Trump's election as President of the United States stirred waves in the financial and crypto markets. This marked the beginning of the fourth wave of the cryptocurrency bull market! 1. The first wave of the bull market: 2013

Time: Early 2013 to the end of 2013

Main driving factors: Increased early attention on Bitcoin, with some early users and investors entering the market.

Performance: Bitcoin's price soared from several dozen dollars at the beginning of the year to around $1,000 by the end.

Summary: This wave of the bull market was mainly triggered by the innovative value of Bitcoin, as the market began to recognize the potential of cryptocurrencies. However, the market was relatively small at the time, with high volatility that could easily be influenced by news and events, such as the infamous hack of the Mt. Gox exchange.

2. The second wave of the bull market: 2017

Time: Early 2017 to the end of 2017

Main driving factors: The ICO (Initial Coin Offering) boom and the rise of Ethereum.

Performance: Bitcoin price rose from $1,000 at the beginning of the year to nearly $20,000 by the end; other crypto assets like Ethereum also experienced rapid growth.

Summary: The bull market of 2017 was driven by the widespread application of Ethereum and its smart contract platform, with the ICO boom attracting a large number of investors into the market. A significant number of new projects launched on Ethereum led to broader recognition of the application and value of cryptocurrencies. The market subsequently entered a winter in 2018, mainly due to increased regulatory pressure and the bursting of the bubble.

3. The third wave of the bull market: 2020-2021

Time: Mid 2020 to the end of 2021

Main driving factors: Entry of institutional investors, rise of DeFi (Decentralized Finance) and NFTs (Non-Fungible Tokens).

Performance: Bitcoin price reached a historical high of about $64,000 in April 2021, and again reached about $69,000 by the end of the year. Platforms like Ethereum and Solana also saw significant growth, driving the fields of DeFi and NFTs.

Summary: The bull market from 2020 to 2021 was different from previous ones, marked by the massive influx of institutional capital that brought greater liquidity and stability. Institutional investments and endorsements (like those from Grayscale, MicroStrategy, and Tesla) have led cryptocurrencies to be viewed as a more mainstream asset class. Additionally, DeFi projects brought new vitality to the market, and the explosion of NFTs also boosted the value of digital art and virtual assets.

As the 2024 election concludes, the market's focus shifts back to potential policy changes from Trump and shifts in the global economy. In this context, the cryptocurrency market is also significantly impacted. So, how can we seize opportunities in this wave of the 'crypto boom' and achieve 'takeoff'?

1. Market response: Policy-driven crypto opportunities

During Trump's presidency, tax cuts and financial deregulation were emphasized, while he maintained a relatively conservative attitude towards the global economy. If he is re-elected, these policies could introduce uncertainty in the global economy, thus driving demand for risk-averse assets. Cryptocurrencies, especially Bitcoin, are often seen as 'digital gold' or safe-haven assets, likely to be supported and rise in response to this demand for safety.

▶ _Data rows_
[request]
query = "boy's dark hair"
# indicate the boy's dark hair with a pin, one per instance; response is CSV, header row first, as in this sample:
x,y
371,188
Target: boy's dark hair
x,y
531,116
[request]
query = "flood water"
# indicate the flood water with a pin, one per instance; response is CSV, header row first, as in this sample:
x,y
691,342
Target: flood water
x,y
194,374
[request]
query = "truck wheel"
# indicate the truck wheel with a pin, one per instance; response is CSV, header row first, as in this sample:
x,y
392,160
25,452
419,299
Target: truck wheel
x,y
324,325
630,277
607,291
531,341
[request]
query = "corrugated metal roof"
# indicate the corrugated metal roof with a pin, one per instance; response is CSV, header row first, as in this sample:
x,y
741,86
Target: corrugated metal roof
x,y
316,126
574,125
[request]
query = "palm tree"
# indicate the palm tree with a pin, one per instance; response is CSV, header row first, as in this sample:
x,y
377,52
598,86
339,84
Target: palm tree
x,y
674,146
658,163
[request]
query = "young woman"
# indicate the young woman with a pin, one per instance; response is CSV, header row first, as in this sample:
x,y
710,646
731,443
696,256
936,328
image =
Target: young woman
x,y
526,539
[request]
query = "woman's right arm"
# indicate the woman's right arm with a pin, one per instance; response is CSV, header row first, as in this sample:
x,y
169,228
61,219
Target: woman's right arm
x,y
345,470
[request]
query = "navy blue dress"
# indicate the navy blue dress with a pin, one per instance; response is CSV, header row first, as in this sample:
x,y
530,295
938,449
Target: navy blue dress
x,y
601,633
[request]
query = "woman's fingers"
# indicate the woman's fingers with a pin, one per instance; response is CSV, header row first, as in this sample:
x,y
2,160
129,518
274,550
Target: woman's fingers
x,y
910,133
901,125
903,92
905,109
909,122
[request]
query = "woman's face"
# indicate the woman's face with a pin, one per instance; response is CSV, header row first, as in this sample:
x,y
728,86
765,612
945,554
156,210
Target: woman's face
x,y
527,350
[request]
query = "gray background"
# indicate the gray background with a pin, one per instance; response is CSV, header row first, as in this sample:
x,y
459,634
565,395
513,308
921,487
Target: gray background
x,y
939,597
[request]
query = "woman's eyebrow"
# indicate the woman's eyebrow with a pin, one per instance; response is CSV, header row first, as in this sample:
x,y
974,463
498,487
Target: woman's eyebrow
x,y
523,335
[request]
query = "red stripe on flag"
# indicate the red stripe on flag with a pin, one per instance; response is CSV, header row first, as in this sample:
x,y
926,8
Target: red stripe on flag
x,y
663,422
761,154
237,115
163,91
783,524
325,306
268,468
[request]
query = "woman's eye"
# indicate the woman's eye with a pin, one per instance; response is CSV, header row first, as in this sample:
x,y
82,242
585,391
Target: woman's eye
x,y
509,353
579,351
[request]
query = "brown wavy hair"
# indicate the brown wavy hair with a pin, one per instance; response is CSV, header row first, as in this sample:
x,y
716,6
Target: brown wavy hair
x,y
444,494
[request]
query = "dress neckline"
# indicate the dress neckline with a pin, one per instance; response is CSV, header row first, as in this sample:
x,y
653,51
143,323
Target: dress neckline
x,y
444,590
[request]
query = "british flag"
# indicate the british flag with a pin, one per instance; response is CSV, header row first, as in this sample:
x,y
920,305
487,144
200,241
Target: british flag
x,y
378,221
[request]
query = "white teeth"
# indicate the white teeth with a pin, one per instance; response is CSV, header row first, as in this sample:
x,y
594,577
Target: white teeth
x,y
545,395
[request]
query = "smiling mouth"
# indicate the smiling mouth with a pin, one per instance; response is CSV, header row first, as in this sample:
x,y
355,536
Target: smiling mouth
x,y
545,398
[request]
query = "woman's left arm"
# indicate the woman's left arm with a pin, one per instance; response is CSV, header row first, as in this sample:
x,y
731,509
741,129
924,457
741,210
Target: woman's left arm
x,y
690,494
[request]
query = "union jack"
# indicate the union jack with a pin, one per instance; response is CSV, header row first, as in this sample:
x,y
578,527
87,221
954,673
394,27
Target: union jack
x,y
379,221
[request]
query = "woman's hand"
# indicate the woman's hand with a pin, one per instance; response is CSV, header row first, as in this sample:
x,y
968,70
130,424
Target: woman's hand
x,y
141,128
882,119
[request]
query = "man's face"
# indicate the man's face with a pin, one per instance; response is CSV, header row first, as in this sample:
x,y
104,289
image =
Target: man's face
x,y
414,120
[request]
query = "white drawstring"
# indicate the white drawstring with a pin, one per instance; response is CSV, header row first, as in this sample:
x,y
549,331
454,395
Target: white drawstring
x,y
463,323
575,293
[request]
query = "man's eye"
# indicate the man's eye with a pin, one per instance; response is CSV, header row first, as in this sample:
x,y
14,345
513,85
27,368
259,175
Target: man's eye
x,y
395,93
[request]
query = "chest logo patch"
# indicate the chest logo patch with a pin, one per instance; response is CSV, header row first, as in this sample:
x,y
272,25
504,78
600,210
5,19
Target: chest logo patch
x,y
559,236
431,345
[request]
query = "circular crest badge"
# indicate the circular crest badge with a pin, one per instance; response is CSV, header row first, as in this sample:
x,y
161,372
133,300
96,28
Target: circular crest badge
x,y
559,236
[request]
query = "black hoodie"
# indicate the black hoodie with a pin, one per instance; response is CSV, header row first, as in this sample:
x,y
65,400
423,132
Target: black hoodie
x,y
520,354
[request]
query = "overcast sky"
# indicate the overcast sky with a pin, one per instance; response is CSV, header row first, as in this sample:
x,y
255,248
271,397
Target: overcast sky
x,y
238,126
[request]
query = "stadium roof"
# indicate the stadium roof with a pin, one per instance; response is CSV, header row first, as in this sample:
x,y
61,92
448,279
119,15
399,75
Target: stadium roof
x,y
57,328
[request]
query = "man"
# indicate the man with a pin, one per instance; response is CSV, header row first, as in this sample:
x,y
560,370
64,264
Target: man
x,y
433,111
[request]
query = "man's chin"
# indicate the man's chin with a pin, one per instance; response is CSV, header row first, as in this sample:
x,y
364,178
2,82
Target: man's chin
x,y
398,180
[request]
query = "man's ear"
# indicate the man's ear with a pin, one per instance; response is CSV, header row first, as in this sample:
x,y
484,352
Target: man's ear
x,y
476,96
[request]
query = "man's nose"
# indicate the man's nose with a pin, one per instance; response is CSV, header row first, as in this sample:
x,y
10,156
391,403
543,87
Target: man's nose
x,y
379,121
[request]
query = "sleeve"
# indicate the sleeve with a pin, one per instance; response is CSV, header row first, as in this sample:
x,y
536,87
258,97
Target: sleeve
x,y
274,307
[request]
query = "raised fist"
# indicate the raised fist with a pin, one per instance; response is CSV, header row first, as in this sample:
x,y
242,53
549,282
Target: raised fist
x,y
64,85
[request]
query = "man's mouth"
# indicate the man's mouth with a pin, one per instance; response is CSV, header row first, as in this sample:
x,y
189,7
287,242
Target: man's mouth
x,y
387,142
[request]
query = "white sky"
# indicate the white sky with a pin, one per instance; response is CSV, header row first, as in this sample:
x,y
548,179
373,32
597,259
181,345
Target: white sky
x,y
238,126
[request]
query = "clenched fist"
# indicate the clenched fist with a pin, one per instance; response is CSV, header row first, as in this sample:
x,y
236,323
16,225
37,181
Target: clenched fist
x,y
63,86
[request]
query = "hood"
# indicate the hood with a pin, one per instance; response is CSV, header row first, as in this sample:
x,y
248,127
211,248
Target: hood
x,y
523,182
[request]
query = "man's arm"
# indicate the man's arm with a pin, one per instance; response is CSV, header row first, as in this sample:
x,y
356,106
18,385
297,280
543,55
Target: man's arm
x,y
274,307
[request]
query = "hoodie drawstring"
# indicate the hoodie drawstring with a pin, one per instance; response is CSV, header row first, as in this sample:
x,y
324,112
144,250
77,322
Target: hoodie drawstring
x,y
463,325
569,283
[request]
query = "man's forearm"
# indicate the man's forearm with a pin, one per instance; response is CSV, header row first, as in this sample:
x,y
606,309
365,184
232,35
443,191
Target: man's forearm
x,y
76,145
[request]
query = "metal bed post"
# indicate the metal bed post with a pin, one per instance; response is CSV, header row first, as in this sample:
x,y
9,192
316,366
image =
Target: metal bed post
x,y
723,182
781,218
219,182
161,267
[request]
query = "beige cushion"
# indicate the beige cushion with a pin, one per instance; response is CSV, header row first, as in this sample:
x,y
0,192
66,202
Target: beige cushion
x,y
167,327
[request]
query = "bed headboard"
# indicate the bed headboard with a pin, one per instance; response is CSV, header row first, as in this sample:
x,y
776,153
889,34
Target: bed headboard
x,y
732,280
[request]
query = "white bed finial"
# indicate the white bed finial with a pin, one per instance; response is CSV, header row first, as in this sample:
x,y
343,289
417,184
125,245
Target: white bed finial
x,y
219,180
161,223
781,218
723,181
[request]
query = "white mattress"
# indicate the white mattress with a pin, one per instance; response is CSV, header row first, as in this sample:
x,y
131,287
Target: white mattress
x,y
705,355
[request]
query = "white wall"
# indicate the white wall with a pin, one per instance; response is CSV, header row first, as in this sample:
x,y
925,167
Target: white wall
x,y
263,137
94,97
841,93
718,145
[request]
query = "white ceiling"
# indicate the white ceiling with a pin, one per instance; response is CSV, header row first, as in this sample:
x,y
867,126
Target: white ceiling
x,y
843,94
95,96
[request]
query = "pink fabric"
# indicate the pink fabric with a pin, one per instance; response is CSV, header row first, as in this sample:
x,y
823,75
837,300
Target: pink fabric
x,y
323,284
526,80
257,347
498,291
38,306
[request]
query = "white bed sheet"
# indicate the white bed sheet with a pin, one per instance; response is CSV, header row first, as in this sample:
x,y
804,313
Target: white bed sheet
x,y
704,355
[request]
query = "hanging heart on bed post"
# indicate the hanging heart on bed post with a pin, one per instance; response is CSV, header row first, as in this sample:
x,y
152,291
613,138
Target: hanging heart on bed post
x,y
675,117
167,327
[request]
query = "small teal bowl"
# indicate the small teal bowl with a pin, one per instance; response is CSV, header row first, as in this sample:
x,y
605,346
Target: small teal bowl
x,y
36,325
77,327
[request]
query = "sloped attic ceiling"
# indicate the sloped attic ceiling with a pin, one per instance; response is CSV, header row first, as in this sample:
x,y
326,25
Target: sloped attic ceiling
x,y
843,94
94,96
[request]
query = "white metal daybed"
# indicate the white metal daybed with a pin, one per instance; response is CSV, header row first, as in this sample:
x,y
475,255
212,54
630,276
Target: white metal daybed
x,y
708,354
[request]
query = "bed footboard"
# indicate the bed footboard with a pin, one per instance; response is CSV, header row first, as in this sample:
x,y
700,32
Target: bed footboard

▶ _Exercise instructions_
**A.** Answer these questions from the article on crypto bull markets, one answer per line:
(i) About what price did Bitcoin reach by the end of 2013?
(ii) What two main driving factors does it give for the 2017 wave?
(iii) Which three names does it give as examples of institutional investments and endorsements in the 2020–2021 wave?
**B.** Filter the records down to every line that contains the word "wall".

▶ _Full answers_
**A.**
(i) Around $1,000
(ii) The ICO (Initial Coin Offering) boom and the rise of Ethereum
(iii) Grayscale, MicroStrategy, and Tesla

**B.**
query = "white wall"
# indicate the white wall with a pin, one per instance; response is CSV, header row first, as in this sample:
Target: white wall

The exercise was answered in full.